» Short task 1
Name every real-world place that the book description below mentions.
» Short task 2
In the records below, substitute "glass panel" for "window pane" in the stretch from the start of the records through the line containing "M35 66L35 78L45 73L49 69L49 66Z", and give back that stretch with everything else unchanged. Leave the picture out.

» Supplied passage
______________________________
In a suspense novel of astounding power and depth, Jodi Compton unleashes a haunting tale of secrets and betrayal...and of one woman's search for her missing husband that spirals into a dark journey strewn with bitter truths and damged lives. Here debut novelist Compton introduces an extraordinary character: Detective Sarah Pribek, a woman of strength, complexity, and instinct, a woman caught in an unimaginable nightmare... The 37th Hour On a chilly Minnesota morning, Sarah comes home to the house she shares with her husband and fellow cop, Michael Shiloh. Shiloh was supposed to be in Virginia, starting his training with the FBI. A seasoned missing-persons investigator, Sarah is used to anxious calls from wives and parents. She's used to the innocent explanations that resolve so many of her cases. But from the moment she learns that he never arrived at Quantico, she feels a terrible foreboding. Now, beneath the bed in which they make love, Sarah finds Shiloh's neatly packed bag. And in that instant the cop in her knows: Her husband has disappeared. Suddenly Sarah finds herself at the beginning of the kind of investigation she has made so often. The kind that she and her ex-partner, Genevieve, solved routinely -- until a brutal crime stole Genevieve's daughter and ended her career. The kind that pries open family secrets and hidden lives. For Sarah this investigation will mean going back to the beginning, to Shiloh's religion-steeped childhood in Utah, the rift that separated him from his family -- and the one horrifying case that struck them both too close to home. As Sarah turns over more and more unknown ground in her husband's past, she sees her lover and friend change into a stranger before her eyes. And as she moves further down a trail of shocking surprises and bitter revelations, Sarah is about to discover that her worst fear -- that Shiloh is dead -- may be less painful than what she will learn next... In a novel of runaway tension, Jodi Compton masterfully weaves together the quiet details of everyday life with the moments that can shatter them forever. At once a beguiling mystery and a powerful rumination on family, friendship, and loss, The 37th Hour is a thriller that will catch you off guard at every turn -- instantly compelling and utterly impossible to put down. From the Hardcover edition.
______________________________
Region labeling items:
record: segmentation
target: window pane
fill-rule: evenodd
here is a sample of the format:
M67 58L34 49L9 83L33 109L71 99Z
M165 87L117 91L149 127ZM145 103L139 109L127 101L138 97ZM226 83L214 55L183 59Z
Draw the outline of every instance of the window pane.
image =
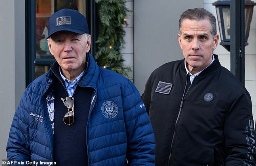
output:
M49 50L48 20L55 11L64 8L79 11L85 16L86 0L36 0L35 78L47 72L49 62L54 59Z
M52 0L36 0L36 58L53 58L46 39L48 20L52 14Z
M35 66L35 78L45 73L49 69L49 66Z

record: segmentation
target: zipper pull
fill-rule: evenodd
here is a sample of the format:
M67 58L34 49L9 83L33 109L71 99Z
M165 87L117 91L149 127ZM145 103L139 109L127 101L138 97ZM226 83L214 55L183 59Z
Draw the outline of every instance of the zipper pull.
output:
______________________________
» Exercise response 1
Minnesota, Virginia, Quantico, Utah

» Exercise response 2
record: segmentation
target: glass panel
fill-rule: evenodd
here is a sample of the format:
M67 58L34 49L9 83L33 109L71 99Z
M165 87L117 91L149 127ZM145 103L139 109L127 101L138 97ZM226 83L214 55L183 59Z
Draw the outline of every instance of the glass panel.
image =
output:
M49 50L48 20L55 11L64 8L79 11L85 16L86 0L36 0L35 78L47 72L49 62L54 59Z
M52 0L36 0L36 58L53 58L46 39L48 20L52 14Z
M35 66L35 78L45 73L49 69L49 66Z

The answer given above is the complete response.